§ **Description of the task**
Edit the lines of the material starting at the line containing "Task: localize dark background." and ending at the line containing "[541,612,587,661]". Replace "blue sock trim" with "striped sock trim" and leave everything else unchanged.

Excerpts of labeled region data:
-- Begin --
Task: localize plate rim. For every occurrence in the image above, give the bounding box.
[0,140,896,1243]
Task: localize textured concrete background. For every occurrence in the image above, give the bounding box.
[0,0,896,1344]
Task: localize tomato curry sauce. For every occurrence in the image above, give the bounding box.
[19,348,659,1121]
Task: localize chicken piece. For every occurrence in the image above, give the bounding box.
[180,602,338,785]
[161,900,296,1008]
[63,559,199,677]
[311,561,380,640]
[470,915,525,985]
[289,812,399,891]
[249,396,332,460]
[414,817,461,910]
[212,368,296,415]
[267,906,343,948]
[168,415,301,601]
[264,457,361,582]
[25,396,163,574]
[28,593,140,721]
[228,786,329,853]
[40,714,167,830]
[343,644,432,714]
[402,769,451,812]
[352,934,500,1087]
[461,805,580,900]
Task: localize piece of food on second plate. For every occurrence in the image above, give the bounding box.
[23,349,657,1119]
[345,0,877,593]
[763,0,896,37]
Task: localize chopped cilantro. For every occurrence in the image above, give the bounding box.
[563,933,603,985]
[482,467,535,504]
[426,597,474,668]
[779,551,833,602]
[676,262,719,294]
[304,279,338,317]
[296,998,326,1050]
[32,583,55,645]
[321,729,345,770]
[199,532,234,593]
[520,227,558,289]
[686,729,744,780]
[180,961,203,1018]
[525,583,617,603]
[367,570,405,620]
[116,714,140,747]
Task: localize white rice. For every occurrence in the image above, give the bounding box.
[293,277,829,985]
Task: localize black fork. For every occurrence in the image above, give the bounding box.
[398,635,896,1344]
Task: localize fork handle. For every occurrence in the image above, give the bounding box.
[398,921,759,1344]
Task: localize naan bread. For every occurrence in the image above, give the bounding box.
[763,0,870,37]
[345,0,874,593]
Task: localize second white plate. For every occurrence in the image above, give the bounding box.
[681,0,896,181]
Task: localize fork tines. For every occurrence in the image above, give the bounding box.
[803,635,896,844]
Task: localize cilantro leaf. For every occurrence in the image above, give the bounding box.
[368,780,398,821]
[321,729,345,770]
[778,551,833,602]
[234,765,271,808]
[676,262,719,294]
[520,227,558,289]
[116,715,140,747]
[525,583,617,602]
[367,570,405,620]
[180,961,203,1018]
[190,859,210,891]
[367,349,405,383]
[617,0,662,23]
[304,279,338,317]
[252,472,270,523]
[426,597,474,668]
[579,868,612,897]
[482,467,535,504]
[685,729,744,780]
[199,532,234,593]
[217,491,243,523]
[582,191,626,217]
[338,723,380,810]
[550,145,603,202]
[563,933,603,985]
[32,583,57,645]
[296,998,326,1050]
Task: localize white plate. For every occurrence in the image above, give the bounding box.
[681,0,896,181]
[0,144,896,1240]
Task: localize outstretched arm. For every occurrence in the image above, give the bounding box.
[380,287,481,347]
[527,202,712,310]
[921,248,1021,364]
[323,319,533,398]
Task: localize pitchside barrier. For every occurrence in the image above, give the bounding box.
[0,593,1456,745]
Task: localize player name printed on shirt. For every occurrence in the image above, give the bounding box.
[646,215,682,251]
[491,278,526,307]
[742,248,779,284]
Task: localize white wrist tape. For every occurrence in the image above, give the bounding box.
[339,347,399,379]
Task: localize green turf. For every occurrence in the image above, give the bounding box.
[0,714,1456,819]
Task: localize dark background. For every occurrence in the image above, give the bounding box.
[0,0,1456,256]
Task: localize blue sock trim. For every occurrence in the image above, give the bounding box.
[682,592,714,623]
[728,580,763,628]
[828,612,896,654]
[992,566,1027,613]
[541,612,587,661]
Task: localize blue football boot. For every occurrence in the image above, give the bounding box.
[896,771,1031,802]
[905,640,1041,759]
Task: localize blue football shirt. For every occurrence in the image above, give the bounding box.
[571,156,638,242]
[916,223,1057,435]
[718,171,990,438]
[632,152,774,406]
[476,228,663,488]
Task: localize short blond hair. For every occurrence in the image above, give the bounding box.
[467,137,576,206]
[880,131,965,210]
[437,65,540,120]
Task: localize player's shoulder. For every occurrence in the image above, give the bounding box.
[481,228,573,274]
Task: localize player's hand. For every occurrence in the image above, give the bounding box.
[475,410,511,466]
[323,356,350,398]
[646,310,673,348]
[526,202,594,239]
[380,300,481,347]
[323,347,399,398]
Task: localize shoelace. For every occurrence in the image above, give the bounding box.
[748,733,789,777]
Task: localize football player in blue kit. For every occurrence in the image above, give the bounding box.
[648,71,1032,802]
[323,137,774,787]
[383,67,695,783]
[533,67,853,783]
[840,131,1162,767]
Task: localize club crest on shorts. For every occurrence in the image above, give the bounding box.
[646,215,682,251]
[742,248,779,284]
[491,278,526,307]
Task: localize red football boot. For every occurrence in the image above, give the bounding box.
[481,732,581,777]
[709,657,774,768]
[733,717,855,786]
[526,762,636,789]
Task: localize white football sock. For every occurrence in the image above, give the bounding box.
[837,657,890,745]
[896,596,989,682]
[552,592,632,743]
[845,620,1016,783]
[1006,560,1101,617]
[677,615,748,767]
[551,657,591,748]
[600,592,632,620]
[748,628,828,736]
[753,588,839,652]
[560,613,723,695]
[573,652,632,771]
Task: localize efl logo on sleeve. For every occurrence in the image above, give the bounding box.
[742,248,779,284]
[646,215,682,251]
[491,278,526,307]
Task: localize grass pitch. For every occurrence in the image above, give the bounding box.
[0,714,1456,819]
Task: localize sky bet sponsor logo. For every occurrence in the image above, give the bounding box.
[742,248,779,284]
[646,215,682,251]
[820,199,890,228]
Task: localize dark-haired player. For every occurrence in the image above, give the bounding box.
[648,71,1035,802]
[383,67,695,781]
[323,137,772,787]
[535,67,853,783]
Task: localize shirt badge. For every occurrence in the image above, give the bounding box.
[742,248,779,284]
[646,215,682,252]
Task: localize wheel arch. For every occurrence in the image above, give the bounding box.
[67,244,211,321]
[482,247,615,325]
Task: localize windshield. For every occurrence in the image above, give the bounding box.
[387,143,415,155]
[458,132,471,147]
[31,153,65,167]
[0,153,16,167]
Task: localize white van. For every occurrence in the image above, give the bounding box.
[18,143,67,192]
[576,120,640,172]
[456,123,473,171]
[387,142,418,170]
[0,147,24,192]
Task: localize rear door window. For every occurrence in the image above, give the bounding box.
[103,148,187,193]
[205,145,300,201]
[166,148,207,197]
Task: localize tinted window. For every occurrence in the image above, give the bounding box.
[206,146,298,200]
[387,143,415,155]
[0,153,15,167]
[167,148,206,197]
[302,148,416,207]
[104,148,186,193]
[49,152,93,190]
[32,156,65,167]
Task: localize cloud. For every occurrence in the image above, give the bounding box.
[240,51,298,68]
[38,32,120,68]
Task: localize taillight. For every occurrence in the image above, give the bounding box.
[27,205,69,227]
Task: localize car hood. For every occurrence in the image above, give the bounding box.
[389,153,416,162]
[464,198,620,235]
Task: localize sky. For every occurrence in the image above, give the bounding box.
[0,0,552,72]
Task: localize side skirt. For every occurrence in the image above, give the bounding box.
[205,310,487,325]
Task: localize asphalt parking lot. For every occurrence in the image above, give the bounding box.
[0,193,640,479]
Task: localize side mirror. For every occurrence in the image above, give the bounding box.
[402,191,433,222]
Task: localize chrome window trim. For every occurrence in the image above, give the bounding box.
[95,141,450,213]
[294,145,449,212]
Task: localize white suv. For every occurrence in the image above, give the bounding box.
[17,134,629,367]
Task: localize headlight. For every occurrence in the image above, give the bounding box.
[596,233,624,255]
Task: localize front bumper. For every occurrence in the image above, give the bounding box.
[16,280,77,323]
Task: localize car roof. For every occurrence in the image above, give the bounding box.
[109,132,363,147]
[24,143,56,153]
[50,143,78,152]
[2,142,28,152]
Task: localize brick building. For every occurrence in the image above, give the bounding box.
-- End --
§ **Result for this exercise**
Task: localize dark background. For every occurrence in the image above, give the bounding box.
[0,0,1456,256]
Task: localize striped sock trim. For every occurrence in the image above, give the bounding box.
[682,592,714,623]
[728,580,763,628]
[828,612,896,654]
[992,566,1027,613]
[541,612,587,661]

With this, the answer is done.